EXTRAIT PRÉSENTÉ.
======

Un film de mecs en uniformes, de travestis en robes, de soldat de Vilnius
déguisé en Turc. Un film à la partition wagnérienne, essentielle. Un film
souvent sublime, sinon bouleversant, en mineur et majeur. Un film impossible à
confondre avec une russerie, une reconstitution de studio, de poussière, de
décorateur. Un film qui vibre, qui souffre, qui envoûte.
Un film presque franco-polonais,
politique et eschatologique. Un film où Pierre Blanchar androgyne annonce la
libertine Mylène Farmer. Un film dont les robots placides et impitoyables
présagent les squelettes mythologiques de Ray Harryhausen. Un film délicat,
ciselé, hanté. Un film gentiment méta avec danse de salon et bal costumé au
temps du carnaval. Un film aristocratique sur des têtes impériales. Un film
d’une durée de cent trente-cinq minutes sans une seule seconde d’ennui, de
redite, de sommeil. Un film en huis clos jamais théâtral. Un film sur le cri
d’une femme en train de se faire violer entendu seulement par le protagoniste
vertueux allant la défendre à l’épée. Un film sur les échecs, ceux du plateau
et ceux de l’existence, ceux de la géopolitique et ceux de la romance. Un film
sur les origines cachées, mystifiées, sur les mères mortes et les fils
putatifs. Un film sur un vieil ingénieur à la Gepetto dans son labo cubiste. Un
film réaliste et onirique, une page d’histoire audiovisuelle et une
déambulation dans les rêves romanesques, ces derniers soufflés en baume par
Sophie à son chéri à la fin. Un film de cinéaste, de regard, de rythme, de
caractères et d’atmosphères. Un film d’exil inutile et d’évidente maestria. Un
film avec un feu d’artifice mélancolique à la De Palma, avec une horloge
mentale, quasiment subliminale, à la Baudelaire. Un film qui pouvait plaire à
Mario Bava, maître transalpin des marionnettes et auteur qui se prit toujours,
modestement, pour un artisan, tel notre réalisateur hexagonal. Un film
désenchanté qui ne cesse d’enchanter bientôt quatre-vingts dix ans après son
surgissement. Un film comme on n’en fait plus, comme on en refera, pourquoi
pas. Un film bleu et rose, honnête et teinté, exhumé dans l’éclat de ses
couleurs d’ailleurs, d’entre les mortes.

======

DONNÉES FOURNIES.
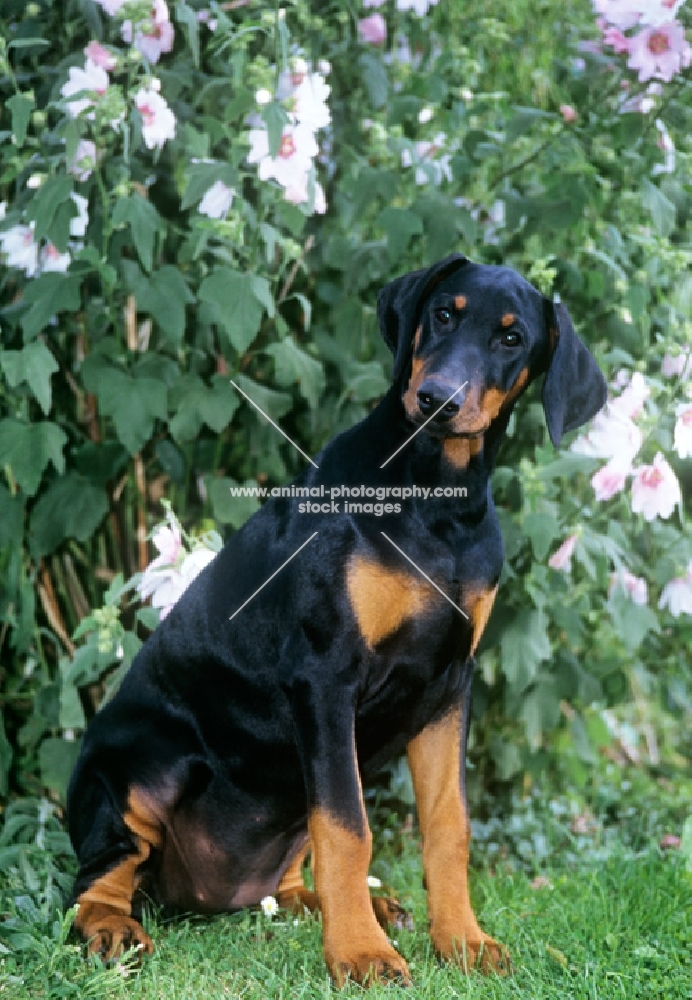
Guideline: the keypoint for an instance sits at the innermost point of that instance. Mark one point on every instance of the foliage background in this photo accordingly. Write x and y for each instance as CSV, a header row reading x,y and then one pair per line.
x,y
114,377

======

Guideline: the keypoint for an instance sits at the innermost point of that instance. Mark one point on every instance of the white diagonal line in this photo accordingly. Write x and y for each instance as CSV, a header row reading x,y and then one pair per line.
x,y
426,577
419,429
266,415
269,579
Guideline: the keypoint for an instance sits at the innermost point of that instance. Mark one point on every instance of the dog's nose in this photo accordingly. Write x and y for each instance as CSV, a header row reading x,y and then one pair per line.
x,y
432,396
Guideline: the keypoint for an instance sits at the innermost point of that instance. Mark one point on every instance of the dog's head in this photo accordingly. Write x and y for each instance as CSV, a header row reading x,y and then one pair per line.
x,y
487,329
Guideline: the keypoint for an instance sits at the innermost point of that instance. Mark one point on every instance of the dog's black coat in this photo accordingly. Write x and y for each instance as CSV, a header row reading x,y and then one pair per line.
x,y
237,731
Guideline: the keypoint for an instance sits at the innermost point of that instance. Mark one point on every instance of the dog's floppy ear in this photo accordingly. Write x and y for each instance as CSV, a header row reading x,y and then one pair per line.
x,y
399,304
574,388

======

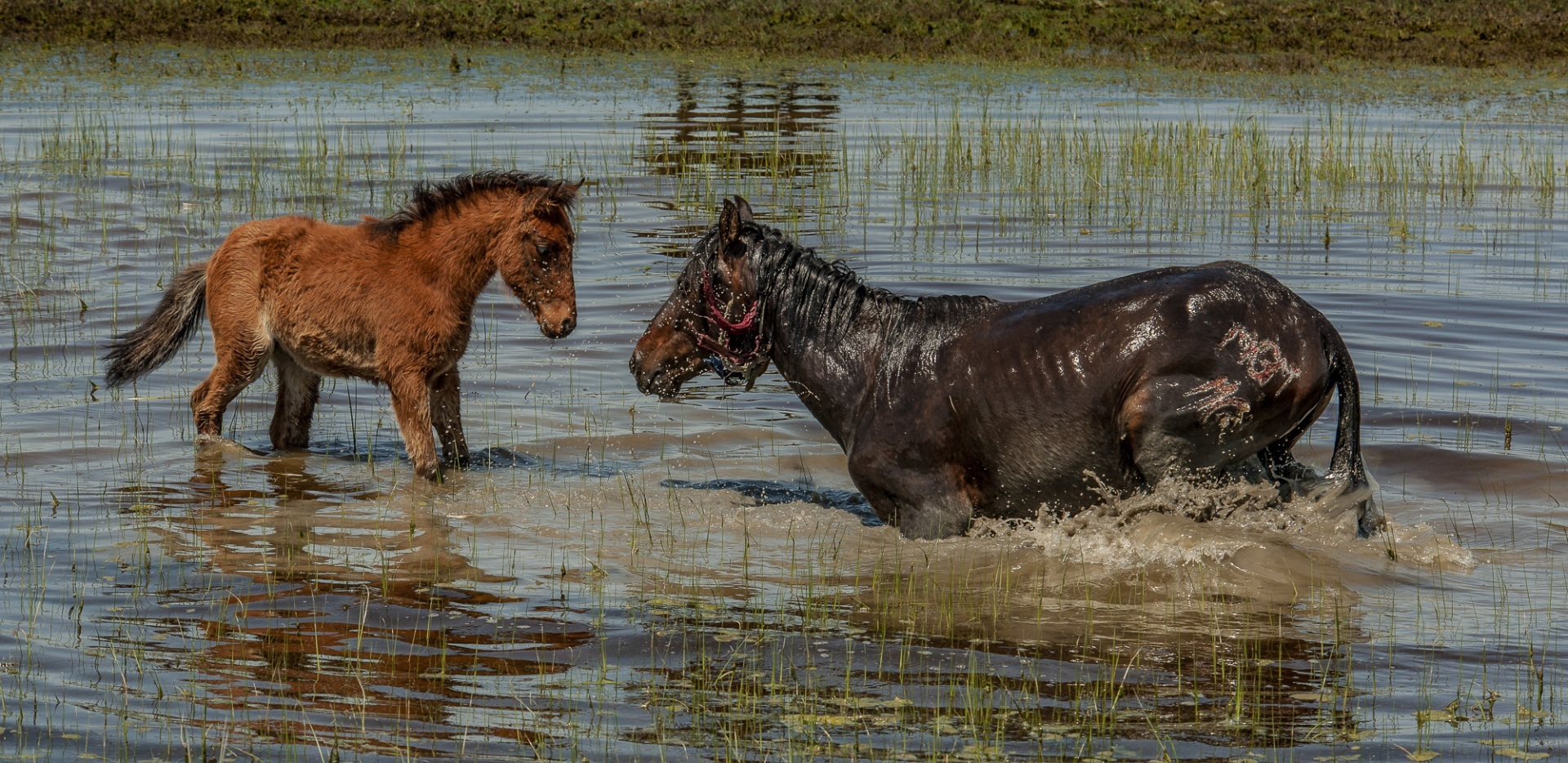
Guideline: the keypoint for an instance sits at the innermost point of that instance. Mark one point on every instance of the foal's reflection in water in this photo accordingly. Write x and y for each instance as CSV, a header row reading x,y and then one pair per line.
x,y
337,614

======

CONSIGNE.
Recopiez fidèlement le passage du texte sur le film ci-dessus, en commençant aux mots « Un film de mecs » et en vous arrêtant après « souffre, qui envoûte. ».

RÉPONSE.
Un film de mecs en uniformes, de travestis en robes, de soldat de Vilnius
déguisé en Turc. Un film à la partition wagnérienne, essentielle. Un film
souvent sublime, sinon bouleversant, en mineur et majeur. Un film impossible à
confondre avec une russerie, une reconstitution de studio, de poussière, de
décorateur. Un film qui vibre, qui souffre, qui envoûte.